» **Your assignment**
For the word "conditioner", determine how many lines of the entries below contain it, and give only that number.

[Saved entries]

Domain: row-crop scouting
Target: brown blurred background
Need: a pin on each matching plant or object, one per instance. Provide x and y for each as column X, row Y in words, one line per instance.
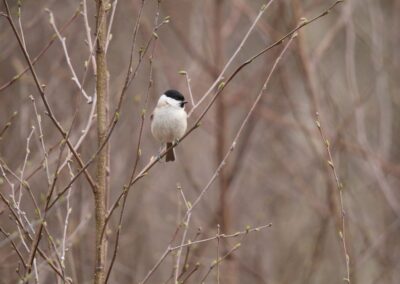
column 345, row 66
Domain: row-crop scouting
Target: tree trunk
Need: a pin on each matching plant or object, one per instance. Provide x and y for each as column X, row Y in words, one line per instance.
column 102, row 124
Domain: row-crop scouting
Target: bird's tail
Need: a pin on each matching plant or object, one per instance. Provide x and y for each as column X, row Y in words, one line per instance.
column 170, row 156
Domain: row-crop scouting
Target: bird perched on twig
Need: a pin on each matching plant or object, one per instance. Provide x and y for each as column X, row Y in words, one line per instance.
column 169, row 120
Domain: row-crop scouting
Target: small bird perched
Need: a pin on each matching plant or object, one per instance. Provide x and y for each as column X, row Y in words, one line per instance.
column 169, row 120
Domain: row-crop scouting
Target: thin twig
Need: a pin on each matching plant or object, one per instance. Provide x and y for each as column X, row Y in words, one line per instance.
column 339, row 187
column 71, row 68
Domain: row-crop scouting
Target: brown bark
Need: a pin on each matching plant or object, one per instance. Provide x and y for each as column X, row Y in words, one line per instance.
column 102, row 123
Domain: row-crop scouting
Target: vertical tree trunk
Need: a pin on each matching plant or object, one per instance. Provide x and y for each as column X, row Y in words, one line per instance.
column 102, row 124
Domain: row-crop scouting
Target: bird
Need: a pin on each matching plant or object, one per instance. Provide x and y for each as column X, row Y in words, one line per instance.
column 169, row 120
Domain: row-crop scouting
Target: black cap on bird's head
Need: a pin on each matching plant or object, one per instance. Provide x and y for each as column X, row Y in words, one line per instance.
column 174, row 94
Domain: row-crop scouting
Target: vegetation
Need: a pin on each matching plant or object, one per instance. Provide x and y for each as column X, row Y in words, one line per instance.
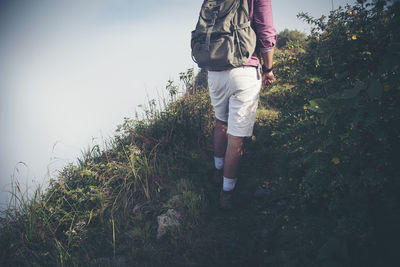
column 323, row 156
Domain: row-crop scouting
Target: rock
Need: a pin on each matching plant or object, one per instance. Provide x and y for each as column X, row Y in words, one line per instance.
column 167, row 220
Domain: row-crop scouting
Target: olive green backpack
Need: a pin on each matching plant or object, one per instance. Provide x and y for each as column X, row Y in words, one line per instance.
column 223, row 37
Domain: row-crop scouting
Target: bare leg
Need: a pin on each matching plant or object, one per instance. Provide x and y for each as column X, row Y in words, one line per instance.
column 220, row 138
column 234, row 152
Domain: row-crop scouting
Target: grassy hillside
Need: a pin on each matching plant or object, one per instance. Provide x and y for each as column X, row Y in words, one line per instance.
column 322, row 163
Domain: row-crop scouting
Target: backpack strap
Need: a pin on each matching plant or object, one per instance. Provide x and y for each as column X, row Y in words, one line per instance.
column 209, row 30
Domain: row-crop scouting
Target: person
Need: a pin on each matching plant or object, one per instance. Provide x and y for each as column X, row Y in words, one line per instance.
column 234, row 95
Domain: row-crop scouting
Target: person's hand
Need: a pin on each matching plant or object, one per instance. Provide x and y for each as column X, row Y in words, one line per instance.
column 267, row 79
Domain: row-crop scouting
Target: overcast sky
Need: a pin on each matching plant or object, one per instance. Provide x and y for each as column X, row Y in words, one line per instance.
column 71, row 70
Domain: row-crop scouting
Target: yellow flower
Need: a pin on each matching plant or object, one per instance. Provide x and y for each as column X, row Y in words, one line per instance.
column 336, row 160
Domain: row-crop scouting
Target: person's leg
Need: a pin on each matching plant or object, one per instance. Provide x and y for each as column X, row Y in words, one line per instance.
column 220, row 138
column 234, row 152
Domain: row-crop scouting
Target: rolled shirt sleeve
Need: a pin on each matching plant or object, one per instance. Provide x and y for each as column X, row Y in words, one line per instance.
column 264, row 25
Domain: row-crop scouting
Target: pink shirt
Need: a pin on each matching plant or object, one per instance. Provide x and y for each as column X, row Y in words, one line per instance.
column 260, row 13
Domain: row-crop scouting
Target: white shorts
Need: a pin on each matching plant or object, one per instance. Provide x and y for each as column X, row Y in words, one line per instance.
column 234, row 95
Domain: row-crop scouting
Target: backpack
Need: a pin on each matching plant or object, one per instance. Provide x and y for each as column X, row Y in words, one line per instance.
column 223, row 37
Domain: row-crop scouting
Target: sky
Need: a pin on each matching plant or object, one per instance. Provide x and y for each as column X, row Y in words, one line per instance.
column 71, row 70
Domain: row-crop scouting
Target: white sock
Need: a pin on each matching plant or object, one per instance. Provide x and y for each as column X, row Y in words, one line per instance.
column 229, row 184
column 219, row 163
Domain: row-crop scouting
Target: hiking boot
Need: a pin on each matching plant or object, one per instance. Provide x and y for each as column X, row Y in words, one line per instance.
column 226, row 200
column 218, row 176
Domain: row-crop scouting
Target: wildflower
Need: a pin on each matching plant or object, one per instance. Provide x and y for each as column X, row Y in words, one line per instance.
column 336, row 160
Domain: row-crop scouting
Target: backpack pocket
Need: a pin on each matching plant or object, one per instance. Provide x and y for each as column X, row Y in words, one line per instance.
column 218, row 54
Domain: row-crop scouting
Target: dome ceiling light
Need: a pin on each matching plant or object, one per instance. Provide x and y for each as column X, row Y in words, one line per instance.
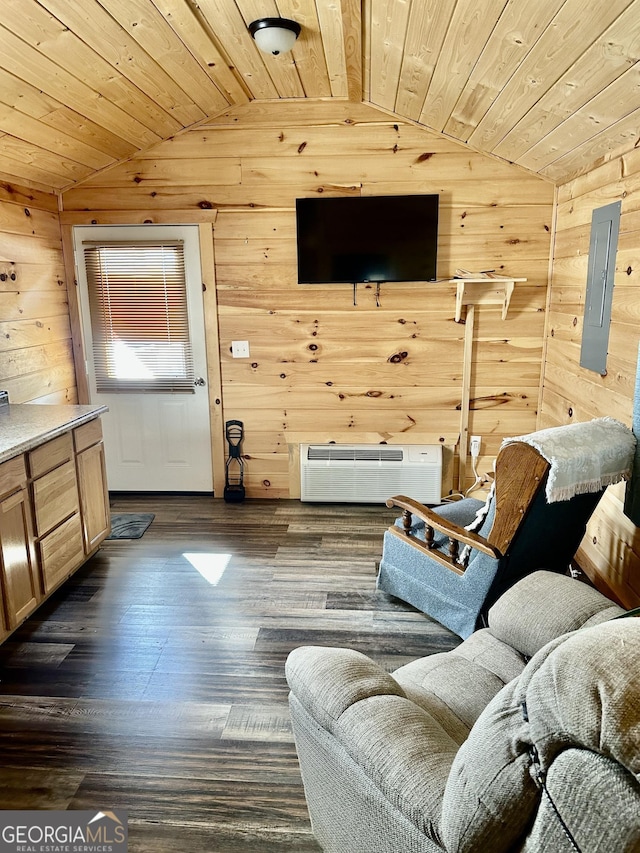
column 275, row 35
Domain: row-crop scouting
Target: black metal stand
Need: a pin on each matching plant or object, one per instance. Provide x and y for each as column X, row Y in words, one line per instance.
column 234, row 473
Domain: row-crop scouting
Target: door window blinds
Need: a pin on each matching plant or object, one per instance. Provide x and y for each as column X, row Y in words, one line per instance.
column 139, row 317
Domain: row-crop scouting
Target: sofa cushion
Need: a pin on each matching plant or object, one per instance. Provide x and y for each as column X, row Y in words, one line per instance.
column 576, row 691
column 544, row 605
column 328, row 680
column 404, row 751
column 587, row 694
column 456, row 686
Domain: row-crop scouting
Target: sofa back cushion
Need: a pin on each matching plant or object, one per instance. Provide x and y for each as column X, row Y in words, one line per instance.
column 534, row 611
column 580, row 690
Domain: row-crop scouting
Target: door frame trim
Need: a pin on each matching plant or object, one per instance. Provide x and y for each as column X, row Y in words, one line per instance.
column 211, row 332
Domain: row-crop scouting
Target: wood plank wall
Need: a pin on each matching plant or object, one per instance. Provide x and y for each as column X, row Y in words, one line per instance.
column 322, row 369
column 610, row 552
column 36, row 359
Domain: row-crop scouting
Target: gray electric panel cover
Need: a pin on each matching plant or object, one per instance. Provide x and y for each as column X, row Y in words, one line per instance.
column 605, row 225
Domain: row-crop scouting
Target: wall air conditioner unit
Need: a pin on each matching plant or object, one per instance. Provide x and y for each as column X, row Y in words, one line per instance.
column 370, row 473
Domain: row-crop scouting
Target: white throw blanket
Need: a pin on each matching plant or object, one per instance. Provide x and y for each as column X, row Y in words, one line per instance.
column 584, row 457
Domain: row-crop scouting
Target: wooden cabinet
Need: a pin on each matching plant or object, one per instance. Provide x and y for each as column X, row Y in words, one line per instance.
column 92, row 484
column 54, row 513
column 18, row 572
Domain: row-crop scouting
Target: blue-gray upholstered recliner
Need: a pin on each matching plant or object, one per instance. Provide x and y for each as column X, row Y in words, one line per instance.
column 431, row 559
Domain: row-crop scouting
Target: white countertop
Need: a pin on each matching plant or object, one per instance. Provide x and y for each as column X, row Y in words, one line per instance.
column 24, row 426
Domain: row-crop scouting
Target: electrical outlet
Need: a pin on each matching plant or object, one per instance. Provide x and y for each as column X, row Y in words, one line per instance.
column 240, row 349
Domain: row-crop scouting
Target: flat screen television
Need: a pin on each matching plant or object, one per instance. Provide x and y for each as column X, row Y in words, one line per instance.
column 367, row 238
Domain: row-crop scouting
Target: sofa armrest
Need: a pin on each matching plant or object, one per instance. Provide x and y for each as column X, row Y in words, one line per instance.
column 327, row 681
column 544, row 605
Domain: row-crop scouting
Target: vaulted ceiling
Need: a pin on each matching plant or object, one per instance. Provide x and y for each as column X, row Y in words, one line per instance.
column 552, row 85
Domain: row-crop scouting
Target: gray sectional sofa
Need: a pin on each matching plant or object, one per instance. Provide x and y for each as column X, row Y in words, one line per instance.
column 526, row 737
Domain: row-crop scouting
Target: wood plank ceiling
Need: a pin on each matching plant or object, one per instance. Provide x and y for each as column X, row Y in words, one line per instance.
column 553, row 85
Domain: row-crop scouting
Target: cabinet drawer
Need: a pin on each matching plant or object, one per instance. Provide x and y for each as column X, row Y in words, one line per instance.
column 61, row 552
column 88, row 434
column 51, row 454
column 13, row 475
column 55, row 496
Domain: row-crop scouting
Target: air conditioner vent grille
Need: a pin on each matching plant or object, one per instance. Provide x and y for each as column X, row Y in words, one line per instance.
column 338, row 453
column 370, row 473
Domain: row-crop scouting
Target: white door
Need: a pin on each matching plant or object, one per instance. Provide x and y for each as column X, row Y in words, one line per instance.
column 153, row 441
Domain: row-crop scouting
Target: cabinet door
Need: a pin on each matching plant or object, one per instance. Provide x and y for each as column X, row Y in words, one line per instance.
column 94, row 498
column 17, row 558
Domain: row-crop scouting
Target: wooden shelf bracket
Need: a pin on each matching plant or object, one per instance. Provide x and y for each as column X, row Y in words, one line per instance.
column 469, row 293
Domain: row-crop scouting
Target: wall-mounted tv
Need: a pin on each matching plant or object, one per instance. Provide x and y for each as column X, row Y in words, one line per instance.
column 354, row 239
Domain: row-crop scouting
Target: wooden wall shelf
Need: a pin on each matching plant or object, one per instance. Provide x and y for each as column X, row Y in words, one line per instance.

» **Written solution**
2